Description of the task :: Repeat each entry verbatim.

Natural language region descriptions:
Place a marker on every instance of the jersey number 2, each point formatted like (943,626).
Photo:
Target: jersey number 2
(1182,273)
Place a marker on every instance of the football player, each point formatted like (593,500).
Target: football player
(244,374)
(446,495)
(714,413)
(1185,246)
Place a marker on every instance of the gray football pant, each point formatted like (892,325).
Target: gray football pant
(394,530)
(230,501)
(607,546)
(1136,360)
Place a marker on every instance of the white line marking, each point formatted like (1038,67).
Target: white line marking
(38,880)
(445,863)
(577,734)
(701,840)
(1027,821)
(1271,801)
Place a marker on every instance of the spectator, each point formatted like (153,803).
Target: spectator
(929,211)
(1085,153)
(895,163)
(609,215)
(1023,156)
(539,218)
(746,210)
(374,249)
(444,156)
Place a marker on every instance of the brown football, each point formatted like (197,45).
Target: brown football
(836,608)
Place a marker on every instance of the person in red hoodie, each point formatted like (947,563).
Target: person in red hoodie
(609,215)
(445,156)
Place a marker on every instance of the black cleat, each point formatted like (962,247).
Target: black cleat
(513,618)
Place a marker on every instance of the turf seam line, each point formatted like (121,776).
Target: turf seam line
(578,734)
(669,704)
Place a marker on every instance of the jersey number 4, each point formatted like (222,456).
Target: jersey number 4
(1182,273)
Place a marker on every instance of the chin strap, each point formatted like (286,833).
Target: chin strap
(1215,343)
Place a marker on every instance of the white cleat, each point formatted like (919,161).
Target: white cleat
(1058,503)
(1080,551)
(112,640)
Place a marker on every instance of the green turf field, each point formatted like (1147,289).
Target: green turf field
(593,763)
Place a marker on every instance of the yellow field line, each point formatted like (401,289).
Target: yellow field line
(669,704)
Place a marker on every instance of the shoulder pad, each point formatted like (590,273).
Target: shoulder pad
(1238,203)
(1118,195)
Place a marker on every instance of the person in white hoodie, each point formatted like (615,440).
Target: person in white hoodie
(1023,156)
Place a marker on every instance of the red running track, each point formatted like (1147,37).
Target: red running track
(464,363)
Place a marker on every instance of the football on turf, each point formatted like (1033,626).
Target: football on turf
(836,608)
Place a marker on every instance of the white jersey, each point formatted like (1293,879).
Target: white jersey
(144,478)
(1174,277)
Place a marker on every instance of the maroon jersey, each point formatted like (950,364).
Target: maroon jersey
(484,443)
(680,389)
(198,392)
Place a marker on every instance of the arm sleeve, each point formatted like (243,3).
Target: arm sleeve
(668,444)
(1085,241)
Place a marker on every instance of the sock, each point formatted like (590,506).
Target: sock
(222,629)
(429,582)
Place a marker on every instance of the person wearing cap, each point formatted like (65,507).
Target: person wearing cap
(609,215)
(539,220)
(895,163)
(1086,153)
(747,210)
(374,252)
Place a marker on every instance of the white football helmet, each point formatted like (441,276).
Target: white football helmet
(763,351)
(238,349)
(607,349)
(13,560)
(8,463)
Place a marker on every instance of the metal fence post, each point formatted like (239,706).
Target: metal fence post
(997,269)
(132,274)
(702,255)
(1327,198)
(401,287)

Final answer ::
Place a marker on every instance of the jersey number 2, each point formatted like (943,626).
Photo:
Target: jersey number 2
(1182,273)
Place a marker on every instance of the football player, each point formatted like (593,500).
Target: football player
(244,374)
(446,495)
(714,413)
(1185,246)
Place a marker on every instance of the gray football pant, each point formatted like (892,325).
Target: gray football pant
(394,530)
(230,501)
(607,546)
(1136,360)
Place a marker on every instance of the white line marking, each point formatted like (1038,67).
Target: white line marking
(38,880)
(445,863)
(577,734)
(701,840)
(1027,821)
(1271,801)
Place a marker on every instance of the spectator, each point formatted like (153,803).
Target: spectator
(929,211)
(1085,153)
(895,163)
(609,215)
(1023,156)
(539,218)
(746,210)
(374,249)
(444,156)
Place a marker on every instance of the brown football, each point formatted like (197,45).
Target: brown football
(836,608)
Place a marker on every instance of the person in red hoodie, each point formatted like (947,563).
Target: person in red hoodie
(609,215)
(445,156)
Place a marker on every instance of the black cleat, each point formatted like (962,247).
Target: black cleat
(513,618)
Place a marker on every instance of the turf seam line, each point formatted like (121,776).
Target: turf seam line
(578,734)
(669,704)
Place a marker on every instance of the jersey number 4, each point formatted like (222,456).
Target: jersey number 4
(1182,273)
Place a marker on every instance of the chin strap, each point formatted like (286,833).
Target: chin strap
(1215,343)
Place a marker on every instance of the white cleat, each point formatted like (919,161).
Target: white cleat
(1058,503)
(1080,551)
(112,640)
Place a marker on every instance of the green turf field, each point formatted like (1147,289).
Target: green turf field
(593,763)
Place a marker on every instance of the yellow field line, each point formatted like (401,289).
Target: yellow field line
(669,704)
Place a marker on every instance of the shoulder pad, each point formatted like (590,273).
Target: shoulder pad
(1238,203)
(1118,195)
Place a marker on every instance of the person in white hoodie, each point formatted like (615,440).
Target: person in white hoodie
(1023,156)
Place a marker on every instance of the red running track, each point formatted like (1147,37).
Target: red running track
(464,363)
Place a marker on every instance of the football on turf, each point formatted like (1033,626).
Target: football on turf
(836,608)
Place a marker on every instance of the white jersey, each point formatted like (1293,879).
Target: white jersey
(144,478)
(1174,277)
Place a marker on every instance of the maroon jersey, each point formatted like (950,364).
Target: maroon jersey
(484,443)
(680,389)
(198,392)
Place a marker on every instance of the arm sleeve, each point formatted like (243,3).
Target: arm sleeve
(668,444)
(1085,241)
Place a marker on every instance of the sock, each point formatted like (590,506).
Target: sock
(222,629)
(429,582)
Place a marker on every instance of the person wearing cap, each point formatted like (65,507).
Target: person wearing cap
(609,215)
(539,220)
(895,163)
(1086,153)
(747,210)
(374,252)
Place a marker on every instance of the white football helmet, each point formatted like (441,276).
Target: white football helmet
(763,351)
(238,349)
(607,349)
(13,560)
(8,463)
Place a marker on every instance of the metal fence post, each point formatted like (239,706).
Target: metal fence post
(997,269)
(132,274)
(702,255)
(1327,198)
(401,287)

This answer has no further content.